Exercises to complete >>
A. Answer these questions about the post on opposition to Pope Francis, one line each, marked the same way:
(i) Whose tweet does the post present as revealing teamwork?
(ii) In which publication does the post say Robert Mickens's piece appeared today?
(iii) Which document of Paul VI does the bracketed comment name?
B. Carry on the post about opposition to Pope Francis, beginning right after its final sentence.

[Begin Passage to read]

More example of coordination from the new catholic Red Guards.
First, a tweet from Massimo “Beans” Faggioli reveals teamwork.
Biggest Beans retweeted Robert Mickens, who was peddling his piece today at liberal La Croix International. What hilarious about it is that he thinks that Benedict XVI should try to get people not to resist Pope Francis. Why is that hilarious? Mickens once was fired from the ultra-liberal Bitter Pill (aka The Tablet) because he calls him “The Rat” and publicly wished that Benedict would die. HERE Hypocritical, much?
Remember, these are cadres of the new catholic Red Guards. They are pointing out Enemies of the People for harassment and targeting, ultimately with the view of destroying their careers.
Some of Mickens, with whom Beans associates himself:
[…]
Pope Francis is a facing a raucous and, at times, vicious opposition from certain groups of Catholics. The increasing hostility they are showing towards the Bishop of Rome is probably without parallel in the modern history of the Roman Church. [Riiight. Because libs didn’t resist Paul VI’s Humanae vitae or just about everything JP2 and B16 did. Nope. They were a quiet as little mice.]
Now there is actually good news, as well as bad news to all of this.

[End Passage to read]
[Begin Supplied information]

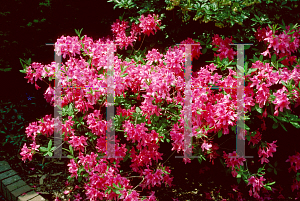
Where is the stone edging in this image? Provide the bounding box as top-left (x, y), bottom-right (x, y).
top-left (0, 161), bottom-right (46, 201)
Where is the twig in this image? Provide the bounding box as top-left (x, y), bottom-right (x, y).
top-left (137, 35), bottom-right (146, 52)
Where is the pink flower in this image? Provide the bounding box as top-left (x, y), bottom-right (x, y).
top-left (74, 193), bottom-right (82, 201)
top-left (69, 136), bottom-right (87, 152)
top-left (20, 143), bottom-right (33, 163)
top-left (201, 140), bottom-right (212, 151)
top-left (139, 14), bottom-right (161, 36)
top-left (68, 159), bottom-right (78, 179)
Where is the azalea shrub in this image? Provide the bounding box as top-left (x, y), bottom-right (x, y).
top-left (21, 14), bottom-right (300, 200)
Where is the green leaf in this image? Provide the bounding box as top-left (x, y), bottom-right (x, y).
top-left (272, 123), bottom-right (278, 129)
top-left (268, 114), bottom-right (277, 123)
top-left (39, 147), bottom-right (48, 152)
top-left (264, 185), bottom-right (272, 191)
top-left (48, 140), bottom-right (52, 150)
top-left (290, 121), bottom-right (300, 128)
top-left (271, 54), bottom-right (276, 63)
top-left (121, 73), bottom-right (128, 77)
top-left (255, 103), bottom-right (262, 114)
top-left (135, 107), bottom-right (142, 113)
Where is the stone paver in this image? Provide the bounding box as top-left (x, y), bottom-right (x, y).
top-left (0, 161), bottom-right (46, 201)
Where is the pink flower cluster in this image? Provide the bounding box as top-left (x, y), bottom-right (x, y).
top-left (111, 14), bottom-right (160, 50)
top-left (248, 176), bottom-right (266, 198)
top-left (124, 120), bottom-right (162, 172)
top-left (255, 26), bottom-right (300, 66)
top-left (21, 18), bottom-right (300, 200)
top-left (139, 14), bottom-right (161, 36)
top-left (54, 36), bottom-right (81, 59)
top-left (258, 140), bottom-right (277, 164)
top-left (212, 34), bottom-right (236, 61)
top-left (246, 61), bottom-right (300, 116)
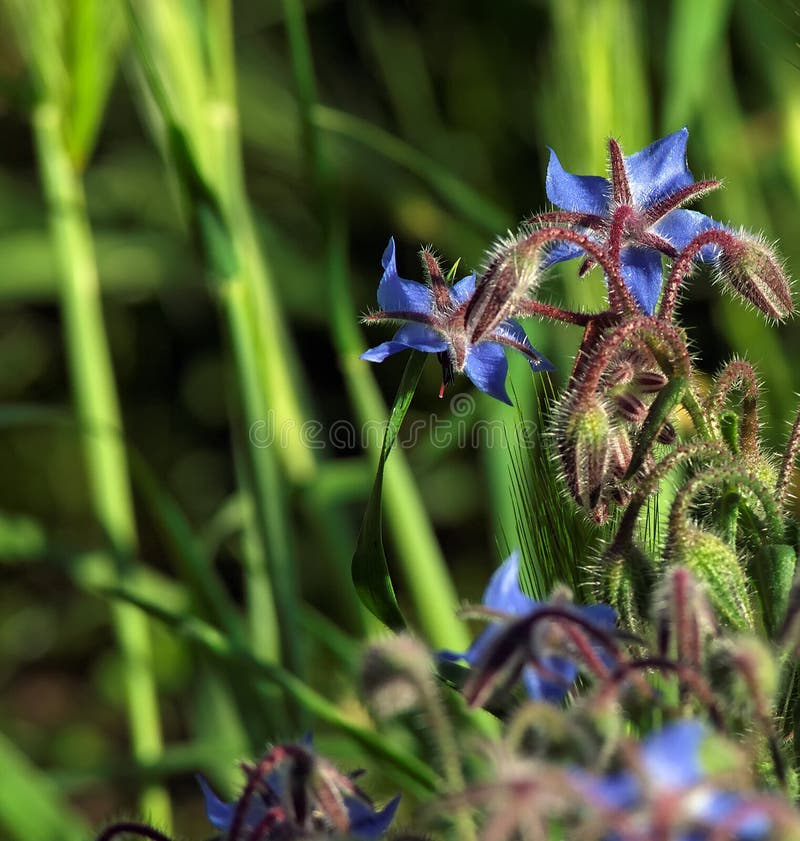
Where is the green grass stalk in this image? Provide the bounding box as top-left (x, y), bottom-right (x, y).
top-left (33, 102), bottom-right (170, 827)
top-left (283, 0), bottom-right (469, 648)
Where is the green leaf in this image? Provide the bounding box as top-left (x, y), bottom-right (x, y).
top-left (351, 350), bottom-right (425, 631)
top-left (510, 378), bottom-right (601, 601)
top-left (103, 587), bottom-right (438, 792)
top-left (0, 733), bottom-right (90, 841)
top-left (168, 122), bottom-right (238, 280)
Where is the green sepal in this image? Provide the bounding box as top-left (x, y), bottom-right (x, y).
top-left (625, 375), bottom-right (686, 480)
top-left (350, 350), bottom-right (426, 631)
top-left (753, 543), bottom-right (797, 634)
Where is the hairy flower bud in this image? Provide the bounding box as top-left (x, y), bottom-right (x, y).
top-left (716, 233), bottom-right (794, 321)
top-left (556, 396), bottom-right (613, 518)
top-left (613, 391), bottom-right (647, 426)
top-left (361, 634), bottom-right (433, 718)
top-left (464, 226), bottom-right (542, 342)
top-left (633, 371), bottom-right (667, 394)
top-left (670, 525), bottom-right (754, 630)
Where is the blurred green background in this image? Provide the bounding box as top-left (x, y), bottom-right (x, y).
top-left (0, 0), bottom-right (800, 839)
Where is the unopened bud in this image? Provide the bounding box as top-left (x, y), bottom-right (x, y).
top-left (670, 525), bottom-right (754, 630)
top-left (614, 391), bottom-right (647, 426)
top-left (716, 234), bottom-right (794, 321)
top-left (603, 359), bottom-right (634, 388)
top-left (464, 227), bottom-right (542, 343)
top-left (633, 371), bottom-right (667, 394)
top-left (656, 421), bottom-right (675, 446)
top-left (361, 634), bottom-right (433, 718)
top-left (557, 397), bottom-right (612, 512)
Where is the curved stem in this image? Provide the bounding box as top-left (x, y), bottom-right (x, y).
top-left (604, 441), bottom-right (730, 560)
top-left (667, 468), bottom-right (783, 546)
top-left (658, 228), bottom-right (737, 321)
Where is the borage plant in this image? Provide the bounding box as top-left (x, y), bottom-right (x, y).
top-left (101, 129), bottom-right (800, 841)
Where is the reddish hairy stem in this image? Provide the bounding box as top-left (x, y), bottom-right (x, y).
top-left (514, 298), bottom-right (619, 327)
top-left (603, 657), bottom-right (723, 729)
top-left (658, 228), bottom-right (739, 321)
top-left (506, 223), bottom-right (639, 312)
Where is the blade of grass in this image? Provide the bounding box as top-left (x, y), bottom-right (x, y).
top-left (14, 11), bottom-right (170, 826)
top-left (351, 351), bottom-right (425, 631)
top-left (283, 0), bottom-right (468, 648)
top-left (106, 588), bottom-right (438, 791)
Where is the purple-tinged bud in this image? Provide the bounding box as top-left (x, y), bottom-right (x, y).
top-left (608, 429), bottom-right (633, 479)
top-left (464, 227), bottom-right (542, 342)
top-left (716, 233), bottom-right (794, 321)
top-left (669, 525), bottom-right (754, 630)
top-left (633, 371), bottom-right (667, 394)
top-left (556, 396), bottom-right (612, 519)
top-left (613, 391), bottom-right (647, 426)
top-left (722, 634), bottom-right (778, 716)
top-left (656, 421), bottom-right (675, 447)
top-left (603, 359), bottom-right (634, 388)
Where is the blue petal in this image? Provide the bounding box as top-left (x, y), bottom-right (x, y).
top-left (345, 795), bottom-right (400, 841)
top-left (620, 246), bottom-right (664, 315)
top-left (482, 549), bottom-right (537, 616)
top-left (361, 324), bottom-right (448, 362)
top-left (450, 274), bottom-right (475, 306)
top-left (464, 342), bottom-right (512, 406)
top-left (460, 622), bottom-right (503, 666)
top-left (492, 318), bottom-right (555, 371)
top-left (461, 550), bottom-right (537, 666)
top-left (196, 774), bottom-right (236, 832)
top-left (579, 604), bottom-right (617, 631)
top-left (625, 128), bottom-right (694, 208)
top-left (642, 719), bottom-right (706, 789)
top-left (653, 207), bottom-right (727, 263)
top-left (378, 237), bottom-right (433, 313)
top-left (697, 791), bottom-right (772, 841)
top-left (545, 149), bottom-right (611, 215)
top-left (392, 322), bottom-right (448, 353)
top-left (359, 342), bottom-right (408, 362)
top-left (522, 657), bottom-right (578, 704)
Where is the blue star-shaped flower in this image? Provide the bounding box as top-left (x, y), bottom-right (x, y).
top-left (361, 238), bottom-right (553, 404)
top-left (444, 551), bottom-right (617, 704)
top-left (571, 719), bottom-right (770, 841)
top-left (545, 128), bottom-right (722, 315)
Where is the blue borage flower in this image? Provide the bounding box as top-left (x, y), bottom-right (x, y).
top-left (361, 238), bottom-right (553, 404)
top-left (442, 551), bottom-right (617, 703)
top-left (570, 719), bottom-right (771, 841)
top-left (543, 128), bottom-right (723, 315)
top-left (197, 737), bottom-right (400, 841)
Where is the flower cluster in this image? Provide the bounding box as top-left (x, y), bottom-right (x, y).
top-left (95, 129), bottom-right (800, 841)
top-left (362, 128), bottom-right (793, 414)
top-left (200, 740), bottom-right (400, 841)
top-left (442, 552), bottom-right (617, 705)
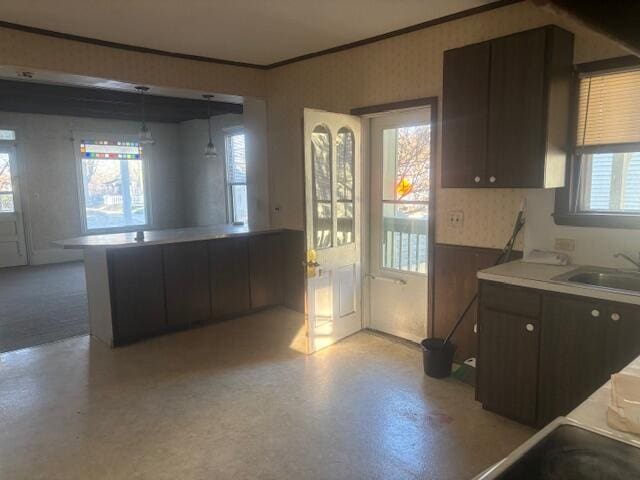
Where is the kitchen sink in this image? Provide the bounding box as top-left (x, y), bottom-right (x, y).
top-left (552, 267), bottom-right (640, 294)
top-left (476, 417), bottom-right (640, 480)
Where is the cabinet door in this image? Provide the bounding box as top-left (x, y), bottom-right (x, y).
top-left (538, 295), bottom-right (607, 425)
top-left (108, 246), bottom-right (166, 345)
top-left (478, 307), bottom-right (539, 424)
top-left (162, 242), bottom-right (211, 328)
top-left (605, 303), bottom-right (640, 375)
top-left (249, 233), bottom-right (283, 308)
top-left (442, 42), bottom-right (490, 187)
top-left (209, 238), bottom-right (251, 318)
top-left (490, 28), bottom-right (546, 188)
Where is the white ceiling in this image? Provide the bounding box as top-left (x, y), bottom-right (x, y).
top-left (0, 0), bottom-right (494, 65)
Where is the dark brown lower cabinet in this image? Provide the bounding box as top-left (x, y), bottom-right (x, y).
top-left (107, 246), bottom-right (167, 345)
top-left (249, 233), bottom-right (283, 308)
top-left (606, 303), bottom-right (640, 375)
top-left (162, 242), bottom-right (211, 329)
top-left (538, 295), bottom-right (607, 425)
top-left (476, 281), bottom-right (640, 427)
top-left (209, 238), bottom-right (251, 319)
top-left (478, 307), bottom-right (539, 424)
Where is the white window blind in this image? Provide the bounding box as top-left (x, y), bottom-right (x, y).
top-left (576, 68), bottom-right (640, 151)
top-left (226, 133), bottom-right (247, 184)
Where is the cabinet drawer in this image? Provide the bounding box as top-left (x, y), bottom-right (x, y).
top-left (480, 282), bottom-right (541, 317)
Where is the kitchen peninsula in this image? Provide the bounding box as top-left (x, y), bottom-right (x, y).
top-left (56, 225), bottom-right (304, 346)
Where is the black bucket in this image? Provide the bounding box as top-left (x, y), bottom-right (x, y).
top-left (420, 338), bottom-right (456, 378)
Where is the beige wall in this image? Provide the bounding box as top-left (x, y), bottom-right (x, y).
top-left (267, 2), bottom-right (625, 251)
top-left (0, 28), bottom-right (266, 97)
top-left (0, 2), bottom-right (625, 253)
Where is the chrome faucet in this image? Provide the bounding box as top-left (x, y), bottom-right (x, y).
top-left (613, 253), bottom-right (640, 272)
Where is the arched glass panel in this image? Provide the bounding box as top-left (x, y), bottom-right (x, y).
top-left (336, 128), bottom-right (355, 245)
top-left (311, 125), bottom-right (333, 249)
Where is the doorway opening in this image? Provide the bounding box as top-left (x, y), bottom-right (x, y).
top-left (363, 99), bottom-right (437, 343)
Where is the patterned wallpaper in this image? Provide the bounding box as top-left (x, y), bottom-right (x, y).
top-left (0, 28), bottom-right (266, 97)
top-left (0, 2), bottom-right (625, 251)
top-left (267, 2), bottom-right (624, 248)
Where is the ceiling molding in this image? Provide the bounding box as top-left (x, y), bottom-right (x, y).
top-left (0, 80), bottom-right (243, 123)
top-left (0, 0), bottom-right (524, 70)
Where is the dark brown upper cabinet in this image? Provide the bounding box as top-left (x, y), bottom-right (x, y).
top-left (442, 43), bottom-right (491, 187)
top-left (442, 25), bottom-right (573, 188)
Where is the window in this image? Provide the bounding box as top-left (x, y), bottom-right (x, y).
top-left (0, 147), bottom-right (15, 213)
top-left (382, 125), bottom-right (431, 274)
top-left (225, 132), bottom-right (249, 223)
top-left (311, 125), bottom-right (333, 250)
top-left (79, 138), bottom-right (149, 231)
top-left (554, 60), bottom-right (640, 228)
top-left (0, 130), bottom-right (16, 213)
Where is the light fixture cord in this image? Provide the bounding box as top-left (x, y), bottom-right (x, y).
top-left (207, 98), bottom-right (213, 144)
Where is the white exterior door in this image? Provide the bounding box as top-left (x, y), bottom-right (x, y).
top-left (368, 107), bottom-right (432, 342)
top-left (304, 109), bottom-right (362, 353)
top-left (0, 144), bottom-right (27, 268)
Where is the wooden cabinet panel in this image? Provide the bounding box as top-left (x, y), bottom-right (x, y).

[End Supplied information]

Expected results >>
A.
(i) Massimo "Beans" Faggioli
(ii) La Croix International
(iii) Humanae vitae

B.
The good news is that, as best one can tell, those who are rowing against the current helmsman of the Barque of Peter are part of a very tiny, if noisy, minority.
The bad news is that they are mostly found among the Church’s ordained workforce – men who serve as priests and bishops.
[…]
It is impossible to state the exact numbers. However, we can identify certain discernible traits and trends. [Remember what the new catholic Red Guards are doing. They are targeting undesirables for attack.] For example, opposition to Francis is emanating most energetically from the English-speaking world, certain parts of Europe and in areas of Africa where the pope’s critics tend to be younger (under the age of 50), doctrinally rigid and liturgically “retrodox” members of the clergy.
[Watch the vocabulary.] People in the anti-Francis camp also show tendencies toward a very narrow understanding of the application of Canon Law, a slavish devotion to liturgical rubricism and an outdated Euro-centric view of the world that is rooted in classical Greco-Roman philosophical systems. [Hmmm…. so, Mickens would substitute categories of matter and form, substance and accident with…. what?]
It would be troubling enough if the opponents of the pope were only members of the clergy. However, that is not the case.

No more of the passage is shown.